__Вопросы и задания__
1. С чем в исходном отрывке сравнивается смена характера или имиджа в будущем?
2. Перечислите все действия, от которых исходный отрывок прямо отговаривает читателя с помощью отрицания «не».
3. Продолжите исходный отрывок о сексуальных образах будущего мужчины, начав сразу после его последнего предложения.

Это лишь некоторые виды сексуальных характеров, эдаких моделей жизненного статуса будущего мужчины, которые можно подобрать под себя, однако не вздумай перекраивать их под свой характер или наоборот, вряд ли из этого получится что-либо хорошее. Также не пытайся вычислить какой из них хороший, а какой похуже – в любом сексуальном образе имеются свои плюсы и минусы, поскольку он напрямую зависит от характера человека. Лучше все попробовать в тестовом режиме и решить этот вопрос окончательно, пока не пришла взрослая жизнь, ибо менять характер или имидж в будущем чревато также как коней на переправе. Да читатель, необходимо всегда придерживаться избранного имиджа и ни в коем случае не разочаровывать тех, кого к тебе прибило течением. Это окружение знает чего от тебя ожидать и требовать в жизненных ситуациях, поэтому они никогда не поймут и не простят перемен. А такие перемены случаются, особенно когда происходят изменения на сексуальной почве. Стоит парню завалить девчонку в койку, как контроль над деятельностью у некоторых переходит с головы на головку, что серьёзно меняет как человека, так и его отношение к окружающим. Я к тому, что, став красивым сексуальным парнягой с определенным имиджем и положением в тусовке лучше не подстраиваться под новые реалии, какими бы соблазнительными они не казались. Это уже форма личности, причём вполне конкретная, а она у мужчины всегда непокол***ма.

__Строки данных__
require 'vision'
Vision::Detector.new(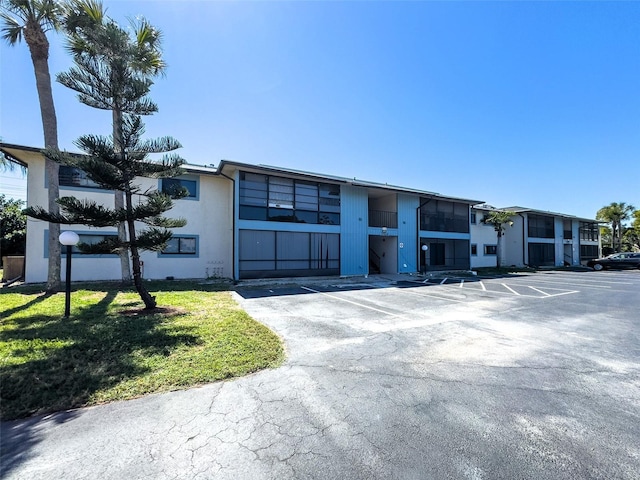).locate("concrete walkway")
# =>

__Ответы к заданиям__
1. Со сменой коней на переправе.

2.
- Перекраивать модели под свой характер или наоборот.
- Пытаться вычислить, какая из моделей хорошая, а какая похуже.
- Разочаровывать тех, кого к тебе прибило течением.
- Подстраиваться под новые реалии.

3.
----------


## Irina

*30 золотых правил сексуальности для парней.*

Возможно, не каждый тинэйджер до конца понимает, чего он хочет от своей сексуальности, причём таких большинство, как мне кажется, поэтому заканчивая тему сексуальности парней и переходя к мужчинам, хотелось бы огласить список правил, которые должны помочь в будущей жизни. Нет, я не претендую на их окончательность и бесповоротность, я всего лишь пытаюсь вкратце выразить то, что, знать бы мне в мои младые годы, оказалось бы классным подспорьем. Согласен, в жизни все относительно и нет одинаковых решений для всех и каждого, но почему не попытаться, ведь буржуины пишут, а чем мы хуже? Да если хочешь знать, на Древней Руси-Матушке сексу поболе было, да поразнообразней он был и в реале наши традиции ближе к гиперсексуальности, нежели к аскетичности и асексуальности – так-то вот.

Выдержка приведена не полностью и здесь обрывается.